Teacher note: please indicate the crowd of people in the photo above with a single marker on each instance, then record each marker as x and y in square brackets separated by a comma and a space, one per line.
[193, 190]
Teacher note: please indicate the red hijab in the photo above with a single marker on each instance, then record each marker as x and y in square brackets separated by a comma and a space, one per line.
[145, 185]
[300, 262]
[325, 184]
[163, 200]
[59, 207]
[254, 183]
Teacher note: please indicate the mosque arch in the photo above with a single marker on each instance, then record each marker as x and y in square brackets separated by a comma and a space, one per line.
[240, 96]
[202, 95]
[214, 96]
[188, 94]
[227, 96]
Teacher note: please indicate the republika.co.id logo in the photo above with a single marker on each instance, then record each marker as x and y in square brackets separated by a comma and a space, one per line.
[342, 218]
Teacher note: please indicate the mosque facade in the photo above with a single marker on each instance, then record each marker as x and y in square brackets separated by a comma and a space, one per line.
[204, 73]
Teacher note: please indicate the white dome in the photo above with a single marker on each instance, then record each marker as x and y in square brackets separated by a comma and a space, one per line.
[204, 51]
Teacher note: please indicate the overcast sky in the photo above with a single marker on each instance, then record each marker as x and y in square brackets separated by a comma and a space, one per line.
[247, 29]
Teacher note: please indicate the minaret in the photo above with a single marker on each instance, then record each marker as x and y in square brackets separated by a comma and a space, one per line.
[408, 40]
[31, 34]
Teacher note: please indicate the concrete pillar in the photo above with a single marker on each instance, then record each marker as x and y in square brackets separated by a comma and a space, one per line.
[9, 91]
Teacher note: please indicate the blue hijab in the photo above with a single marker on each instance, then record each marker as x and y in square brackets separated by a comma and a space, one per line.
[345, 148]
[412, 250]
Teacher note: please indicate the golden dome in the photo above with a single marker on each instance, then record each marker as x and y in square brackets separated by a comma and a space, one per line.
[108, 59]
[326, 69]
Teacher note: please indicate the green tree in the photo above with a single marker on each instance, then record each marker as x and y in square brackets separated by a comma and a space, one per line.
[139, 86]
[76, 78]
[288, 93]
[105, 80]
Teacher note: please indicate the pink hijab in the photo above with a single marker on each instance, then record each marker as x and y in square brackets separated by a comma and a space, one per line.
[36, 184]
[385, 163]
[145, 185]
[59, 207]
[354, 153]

* * *

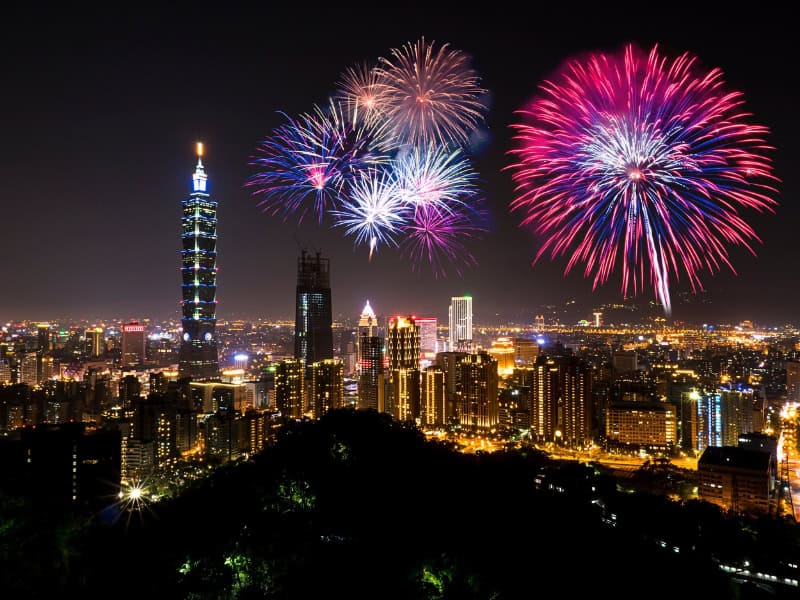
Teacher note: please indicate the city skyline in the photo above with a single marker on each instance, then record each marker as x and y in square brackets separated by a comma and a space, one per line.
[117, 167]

▶ [Task to carry out]
Which lines in the listing above contain the string "dome"? Gather every such line and copy it out in full; case counts.

▶ [Result of the task]
Teacher note: please indicate the white dome in the photo above with a single marker on each instance, then record each marker as x and y in square brackets separated by a comma and a space, one per line.
Teacher note: please indicate the golden dome in the photo above with a single marker on each instance, then record each marker as x and y in square brackets separated by a comma and a space, one per line.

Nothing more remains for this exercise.